WORK ORDER: The expected result is every line of the records, printed exactly.

EXERCISE INPUT: Begin

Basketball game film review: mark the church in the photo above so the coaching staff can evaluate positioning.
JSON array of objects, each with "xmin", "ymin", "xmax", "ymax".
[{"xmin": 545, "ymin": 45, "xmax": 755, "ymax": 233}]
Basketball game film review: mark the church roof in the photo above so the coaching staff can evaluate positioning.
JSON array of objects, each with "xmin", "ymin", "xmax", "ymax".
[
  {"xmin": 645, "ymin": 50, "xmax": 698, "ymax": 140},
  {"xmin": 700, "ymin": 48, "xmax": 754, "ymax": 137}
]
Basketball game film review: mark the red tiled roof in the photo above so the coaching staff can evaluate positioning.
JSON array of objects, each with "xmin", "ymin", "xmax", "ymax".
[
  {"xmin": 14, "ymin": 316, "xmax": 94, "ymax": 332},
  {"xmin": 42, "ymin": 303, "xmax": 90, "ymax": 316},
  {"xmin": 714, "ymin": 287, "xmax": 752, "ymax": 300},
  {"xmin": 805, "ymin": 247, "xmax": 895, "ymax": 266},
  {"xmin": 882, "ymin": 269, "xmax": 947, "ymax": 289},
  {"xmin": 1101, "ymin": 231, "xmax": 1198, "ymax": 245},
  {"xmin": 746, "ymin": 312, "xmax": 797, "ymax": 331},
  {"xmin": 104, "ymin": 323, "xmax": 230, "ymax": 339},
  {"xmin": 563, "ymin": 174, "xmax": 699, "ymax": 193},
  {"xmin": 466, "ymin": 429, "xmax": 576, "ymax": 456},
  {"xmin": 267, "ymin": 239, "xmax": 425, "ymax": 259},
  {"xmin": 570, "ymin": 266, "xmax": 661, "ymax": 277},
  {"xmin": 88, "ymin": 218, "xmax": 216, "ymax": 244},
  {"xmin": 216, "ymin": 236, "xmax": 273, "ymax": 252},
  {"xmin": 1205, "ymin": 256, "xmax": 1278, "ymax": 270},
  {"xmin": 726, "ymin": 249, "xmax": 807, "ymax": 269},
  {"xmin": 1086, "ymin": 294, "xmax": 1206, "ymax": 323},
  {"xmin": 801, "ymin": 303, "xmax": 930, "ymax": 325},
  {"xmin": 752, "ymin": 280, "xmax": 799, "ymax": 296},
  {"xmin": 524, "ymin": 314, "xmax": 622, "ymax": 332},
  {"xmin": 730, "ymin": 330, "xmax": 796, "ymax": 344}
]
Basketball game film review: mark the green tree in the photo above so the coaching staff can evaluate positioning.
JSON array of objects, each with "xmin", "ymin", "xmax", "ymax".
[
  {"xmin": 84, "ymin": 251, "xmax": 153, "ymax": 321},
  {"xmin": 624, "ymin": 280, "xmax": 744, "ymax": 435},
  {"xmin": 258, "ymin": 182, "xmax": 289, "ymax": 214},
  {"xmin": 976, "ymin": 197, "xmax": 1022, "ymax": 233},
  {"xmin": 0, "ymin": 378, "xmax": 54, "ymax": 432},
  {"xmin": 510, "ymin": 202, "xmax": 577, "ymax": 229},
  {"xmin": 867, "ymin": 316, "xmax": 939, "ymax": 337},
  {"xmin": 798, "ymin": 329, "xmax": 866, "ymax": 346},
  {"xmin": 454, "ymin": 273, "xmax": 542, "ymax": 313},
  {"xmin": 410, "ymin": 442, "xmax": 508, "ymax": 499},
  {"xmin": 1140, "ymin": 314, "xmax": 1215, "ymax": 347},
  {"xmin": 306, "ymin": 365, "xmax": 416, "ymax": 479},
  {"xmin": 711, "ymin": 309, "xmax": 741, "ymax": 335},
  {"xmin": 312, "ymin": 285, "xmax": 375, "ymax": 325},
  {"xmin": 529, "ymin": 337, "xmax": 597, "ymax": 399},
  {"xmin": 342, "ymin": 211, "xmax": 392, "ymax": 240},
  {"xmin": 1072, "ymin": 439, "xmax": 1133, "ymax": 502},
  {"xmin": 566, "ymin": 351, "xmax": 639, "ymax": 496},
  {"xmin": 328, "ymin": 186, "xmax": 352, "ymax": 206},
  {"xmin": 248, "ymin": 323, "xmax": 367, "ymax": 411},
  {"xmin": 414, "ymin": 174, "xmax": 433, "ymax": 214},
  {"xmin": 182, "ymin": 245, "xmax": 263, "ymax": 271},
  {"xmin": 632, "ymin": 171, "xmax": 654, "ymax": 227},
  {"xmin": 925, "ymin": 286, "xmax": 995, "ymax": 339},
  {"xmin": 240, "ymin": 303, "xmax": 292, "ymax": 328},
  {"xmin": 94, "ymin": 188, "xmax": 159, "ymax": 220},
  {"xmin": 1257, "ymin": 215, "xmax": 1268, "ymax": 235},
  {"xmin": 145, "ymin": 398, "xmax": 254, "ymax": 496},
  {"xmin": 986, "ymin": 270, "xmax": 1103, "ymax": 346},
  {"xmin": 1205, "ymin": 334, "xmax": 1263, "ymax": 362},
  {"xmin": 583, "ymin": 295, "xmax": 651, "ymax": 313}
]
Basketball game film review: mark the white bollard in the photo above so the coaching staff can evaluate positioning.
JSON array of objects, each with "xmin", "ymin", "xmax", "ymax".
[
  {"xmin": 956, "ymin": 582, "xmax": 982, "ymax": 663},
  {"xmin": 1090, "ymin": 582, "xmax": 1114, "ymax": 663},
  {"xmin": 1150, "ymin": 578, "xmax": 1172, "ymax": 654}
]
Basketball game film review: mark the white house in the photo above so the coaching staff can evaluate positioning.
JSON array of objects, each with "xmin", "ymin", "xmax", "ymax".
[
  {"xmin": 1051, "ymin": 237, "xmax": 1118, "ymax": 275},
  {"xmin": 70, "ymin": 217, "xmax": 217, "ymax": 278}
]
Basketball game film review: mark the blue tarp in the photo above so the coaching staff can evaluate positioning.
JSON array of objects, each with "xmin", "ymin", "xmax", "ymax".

EXERCISE INPUT: End

SOLUTION FOR THIS TASK:
Basketball game film review: mark the church in the photo above so the coaching staff can evaluate positioning.
JSON array of objects, each with "xmin", "ymin", "xmax", "ymax".
[{"xmin": 545, "ymin": 45, "xmax": 755, "ymax": 233}]
Basketball game film review: mark the church roof in the photo above so the coaching staff can evaluate positioning.
JSON array of objects, each with "xmin", "ymin", "xmax", "ymax".
[
  {"xmin": 645, "ymin": 50, "xmax": 698, "ymax": 140},
  {"xmin": 700, "ymin": 48, "xmax": 754, "ymax": 137}
]
Basketball game film review: mark the red tiled roof in the photo above so the coaching staff can evaluate positioning.
JSON array of objects, each with "xmin", "ymin", "xmax", "ymax".
[
  {"xmin": 14, "ymin": 316, "xmax": 94, "ymax": 332},
  {"xmin": 42, "ymin": 303, "xmax": 90, "ymax": 316},
  {"xmin": 714, "ymin": 287, "xmax": 752, "ymax": 300},
  {"xmin": 805, "ymin": 247, "xmax": 895, "ymax": 266},
  {"xmin": 882, "ymin": 269, "xmax": 947, "ymax": 289},
  {"xmin": 1101, "ymin": 231, "xmax": 1198, "ymax": 245},
  {"xmin": 746, "ymin": 312, "xmax": 797, "ymax": 331},
  {"xmin": 104, "ymin": 323, "xmax": 230, "ymax": 339},
  {"xmin": 563, "ymin": 174, "xmax": 699, "ymax": 193},
  {"xmin": 466, "ymin": 429, "xmax": 576, "ymax": 456},
  {"xmin": 267, "ymin": 239, "xmax": 425, "ymax": 259},
  {"xmin": 570, "ymin": 266, "xmax": 661, "ymax": 277},
  {"xmin": 88, "ymin": 218, "xmax": 216, "ymax": 244},
  {"xmin": 216, "ymin": 236, "xmax": 273, "ymax": 252},
  {"xmin": 1205, "ymin": 256, "xmax": 1278, "ymax": 270},
  {"xmin": 726, "ymin": 249, "xmax": 807, "ymax": 269},
  {"xmin": 1086, "ymin": 294, "xmax": 1206, "ymax": 323},
  {"xmin": 801, "ymin": 303, "xmax": 930, "ymax": 325},
  {"xmin": 752, "ymin": 280, "xmax": 799, "ymax": 296},
  {"xmin": 524, "ymin": 314, "xmax": 622, "ymax": 332},
  {"xmin": 730, "ymin": 330, "xmax": 796, "ymax": 344}
]
Basketball game film review: mark the green tree in the photo above so the coaching staff can evaluate positioning.
JSON array of objects, each with "xmin", "ymin", "xmax", "ymax".
[
  {"xmin": 84, "ymin": 251, "xmax": 153, "ymax": 321},
  {"xmin": 624, "ymin": 280, "xmax": 744, "ymax": 435},
  {"xmin": 258, "ymin": 182, "xmax": 289, "ymax": 214},
  {"xmin": 976, "ymin": 197, "xmax": 1022, "ymax": 233},
  {"xmin": 0, "ymin": 378, "xmax": 54, "ymax": 432},
  {"xmin": 510, "ymin": 202, "xmax": 577, "ymax": 229},
  {"xmin": 867, "ymin": 316, "xmax": 939, "ymax": 337},
  {"xmin": 798, "ymin": 329, "xmax": 866, "ymax": 346},
  {"xmin": 454, "ymin": 273, "xmax": 542, "ymax": 313},
  {"xmin": 410, "ymin": 442, "xmax": 508, "ymax": 499},
  {"xmin": 1140, "ymin": 314, "xmax": 1215, "ymax": 347},
  {"xmin": 306, "ymin": 365, "xmax": 416, "ymax": 479},
  {"xmin": 711, "ymin": 309, "xmax": 741, "ymax": 335},
  {"xmin": 312, "ymin": 285, "xmax": 375, "ymax": 325},
  {"xmin": 529, "ymin": 337, "xmax": 597, "ymax": 399},
  {"xmin": 342, "ymin": 211, "xmax": 392, "ymax": 240},
  {"xmin": 1072, "ymin": 439, "xmax": 1133, "ymax": 502},
  {"xmin": 566, "ymin": 351, "xmax": 639, "ymax": 496},
  {"xmin": 328, "ymin": 186, "xmax": 352, "ymax": 206},
  {"xmin": 248, "ymin": 323, "xmax": 367, "ymax": 411},
  {"xmin": 414, "ymin": 174, "xmax": 433, "ymax": 214},
  {"xmin": 182, "ymin": 245, "xmax": 263, "ymax": 271},
  {"xmin": 632, "ymin": 171, "xmax": 654, "ymax": 227},
  {"xmin": 925, "ymin": 286, "xmax": 995, "ymax": 339},
  {"xmin": 240, "ymin": 303, "xmax": 292, "ymax": 328},
  {"xmin": 94, "ymin": 188, "xmax": 159, "ymax": 220},
  {"xmin": 1257, "ymin": 215, "xmax": 1268, "ymax": 235},
  {"xmin": 145, "ymin": 398, "xmax": 254, "ymax": 496},
  {"xmin": 986, "ymin": 270, "xmax": 1103, "ymax": 346},
  {"xmin": 1205, "ymin": 334, "xmax": 1263, "ymax": 362},
  {"xmin": 583, "ymin": 295, "xmax": 651, "ymax": 313}
]
Basketball game film review: mark the white bollard in the photo above so the coaching staff can evaluate positioning.
JSON array of objects, each with "xmin", "ymin", "xmax", "ymax".
[
  {"xmin": 956, "ymin": 582, "xmax": 982, "ymax": 663},
  {"xmin": 1090, "ymin": 582, "xmax": 1114, "ymax": 663},
  {"xmin": 1150, "ymin": 578, "xmax": 1172, "ymax": 654}
]
Basketball game film review: mark the white house in the photo above so the coaching staff can evaluate positioning.
JSON array of objects, each with "xmin", "ymin", "xmax", "ymax".
[
  {"xmin": 1051, "ymin": 237, "xmax": 1118, "ymax": 275},
  {"xmin": 70, "ymin": 217, "xmax": 217, "ymax": 278}
]
Basketball game film review: mark the blue tarp in the photo above so the coaching staff can evaluate positioning.
JSON array of objects, each with "xmin", "ymin", "xmax", "ymax".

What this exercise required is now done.